**** TEXTE EXTRAIT ****
Alors que l’affaire de la petite Lola1 a fait connaître aux ennemis des migrants et aux autres les quatre lettres OQTF (Obligation de Quitter le Territoire Français), dont le durcissement des conditions est proposé par le ministre de l’Intérieur, un jeune musicien malien “intégré et sans histoire” vient d’être frappé d’une telle mesure à Avignon. Ses amis et la municipalité se mobilisent.


 

Boubacar Kone est arrivé en France, du Mali, pour se faire soigner d’une maladie qui le handicape, en 2014. À son arrivée il est hébergé par un oncle mais doit partir. Reçu par le MRAP (Mouvement contre le Racisme et pour l’Amitié entre les Peuples) à Avignon dès novembre 2014, il sera suivi par l’association jusqu’en 2015 pour l’aider notamment à régulariser son séjour.

« J’ai commencé à travailler un peu dans les vignes, et j’ai fait ma première demande de régularisation en tant qu’étranger malade en 2016. cette demande m’a été refusée, assortie d’une OQTF. »

Rétention et OQTF

Puis, pendant 13 mois, il travaille dans un restaurant sur le quartier d’Agroparc. « Là, j’étais en CDI de juin 2016 à juillet 2017. La police est venue me chercher au boulot en 2017. Je me suis d’abord retrouvé en garde à vue à Avignon puis en rétention à Nîmes. Le juge des libertés m’a remis en liberté considérant que la garde à vue n’était pas régulière. J’ai ensuite été reconvoqué à Nîmes avec mon patron, et là le juge a donné raison à la préfecture sachant pourtant que mon expulsion n’était pas applicable, selon ses dires. Mon patron a alors fait une demande auprès de la Dirrecte (Direction Régionale des Entreprises, de la Concurrence, de la Consommation, du Travail et de l’Emploi)2 pour que je puisse travailler avec lui, un refus lui a été signifié du fait que je ne travaillais pas assez d’heures chez lui. »

La maire d’Avignon, Cécile Helle, prendra fait et cause pour lui en écrivant la même année au ministre de l’Intérieur afin d’obtenir sa régularisation.
**** DONNÉES EXTRAITES ****
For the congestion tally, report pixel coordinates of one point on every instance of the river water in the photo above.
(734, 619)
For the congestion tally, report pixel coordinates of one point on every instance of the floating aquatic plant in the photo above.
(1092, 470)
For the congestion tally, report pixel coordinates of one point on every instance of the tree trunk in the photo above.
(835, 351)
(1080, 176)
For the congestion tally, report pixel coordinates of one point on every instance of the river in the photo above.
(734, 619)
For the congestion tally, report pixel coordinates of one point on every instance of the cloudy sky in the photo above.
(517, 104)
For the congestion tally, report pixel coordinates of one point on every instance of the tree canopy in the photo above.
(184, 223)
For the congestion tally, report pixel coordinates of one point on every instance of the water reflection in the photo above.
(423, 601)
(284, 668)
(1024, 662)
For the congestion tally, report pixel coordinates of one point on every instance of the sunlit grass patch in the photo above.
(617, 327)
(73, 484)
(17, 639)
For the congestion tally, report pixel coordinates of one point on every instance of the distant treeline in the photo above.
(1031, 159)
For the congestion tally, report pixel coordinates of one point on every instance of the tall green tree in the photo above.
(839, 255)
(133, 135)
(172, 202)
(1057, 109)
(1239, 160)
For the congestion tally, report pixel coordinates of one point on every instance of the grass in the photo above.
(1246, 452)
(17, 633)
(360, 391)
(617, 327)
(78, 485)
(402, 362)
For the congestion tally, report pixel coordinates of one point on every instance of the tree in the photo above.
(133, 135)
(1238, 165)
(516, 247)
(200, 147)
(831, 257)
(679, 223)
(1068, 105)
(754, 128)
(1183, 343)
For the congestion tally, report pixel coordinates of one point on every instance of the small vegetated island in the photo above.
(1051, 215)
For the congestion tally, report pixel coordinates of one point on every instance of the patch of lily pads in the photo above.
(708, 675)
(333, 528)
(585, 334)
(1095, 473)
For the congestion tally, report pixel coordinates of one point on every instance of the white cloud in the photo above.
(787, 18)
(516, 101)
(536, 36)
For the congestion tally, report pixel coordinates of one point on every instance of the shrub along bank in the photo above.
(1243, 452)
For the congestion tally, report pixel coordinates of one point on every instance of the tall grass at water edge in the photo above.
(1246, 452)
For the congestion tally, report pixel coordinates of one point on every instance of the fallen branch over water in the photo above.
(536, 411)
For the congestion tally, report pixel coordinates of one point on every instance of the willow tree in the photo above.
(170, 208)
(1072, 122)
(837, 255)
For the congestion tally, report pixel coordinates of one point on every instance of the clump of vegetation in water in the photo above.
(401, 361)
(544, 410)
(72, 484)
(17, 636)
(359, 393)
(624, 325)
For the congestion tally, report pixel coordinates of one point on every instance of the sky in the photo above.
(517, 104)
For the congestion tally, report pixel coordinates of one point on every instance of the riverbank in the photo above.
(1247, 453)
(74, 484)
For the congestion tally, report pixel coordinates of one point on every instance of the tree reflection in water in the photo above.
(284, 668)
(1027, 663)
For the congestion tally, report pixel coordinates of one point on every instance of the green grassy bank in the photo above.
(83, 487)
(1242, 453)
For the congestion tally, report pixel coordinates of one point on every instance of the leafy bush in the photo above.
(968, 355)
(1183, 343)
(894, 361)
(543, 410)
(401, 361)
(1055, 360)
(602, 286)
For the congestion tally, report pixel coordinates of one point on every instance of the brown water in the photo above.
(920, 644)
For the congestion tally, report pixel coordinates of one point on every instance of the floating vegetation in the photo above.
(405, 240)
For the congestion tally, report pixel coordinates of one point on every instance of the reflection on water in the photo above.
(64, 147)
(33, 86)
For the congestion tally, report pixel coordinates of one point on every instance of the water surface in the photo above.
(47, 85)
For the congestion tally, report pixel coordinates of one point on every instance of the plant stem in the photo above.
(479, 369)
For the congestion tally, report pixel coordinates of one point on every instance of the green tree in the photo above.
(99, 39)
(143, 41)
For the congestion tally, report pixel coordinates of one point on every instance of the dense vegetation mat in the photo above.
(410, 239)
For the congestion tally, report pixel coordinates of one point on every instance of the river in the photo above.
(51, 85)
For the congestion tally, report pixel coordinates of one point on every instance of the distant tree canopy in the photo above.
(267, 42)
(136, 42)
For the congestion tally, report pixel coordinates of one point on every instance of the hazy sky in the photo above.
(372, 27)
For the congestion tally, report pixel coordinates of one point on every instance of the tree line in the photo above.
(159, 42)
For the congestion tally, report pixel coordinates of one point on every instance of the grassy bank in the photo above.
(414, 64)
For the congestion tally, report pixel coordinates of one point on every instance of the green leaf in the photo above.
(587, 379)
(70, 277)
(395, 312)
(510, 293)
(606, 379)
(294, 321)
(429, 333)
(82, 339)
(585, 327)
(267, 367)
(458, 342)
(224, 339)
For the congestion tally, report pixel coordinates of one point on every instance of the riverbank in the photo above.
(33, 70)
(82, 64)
****
_TÂCHE À RÉALISER 1_:
Répondez aux questions suivantes à partir du texte extrait.
(a) En quelle année Boubacar Kone est-il arrivé en France ?
(b) Dans quelle ville a-t-il été placé en rétention ?
(c) Qui a écrit au ministre de l'Intérieur pour obtenir sa régularisation ?
_TÂCHE À RÉALISER 2_:
Traduisez en anglais cette phrase du texte extrait : « À son arrivée il est hébergé par un oncle mais doit partir. »

_CORRIGÉ DE L'EXERCICE 1_:
(a) Boubacar Kone est arrivé en France en 2014.
(b) Il a été placé en rétention à Nîmes.
(c) C'est la maire d'Avignon, Cécile Helle, qui a écrit au ministre de l'Intérieur.

_CORRIGÉ DE L'EXERCICE 2_:
When he arrives, he is taken in by an uncle but has to leave.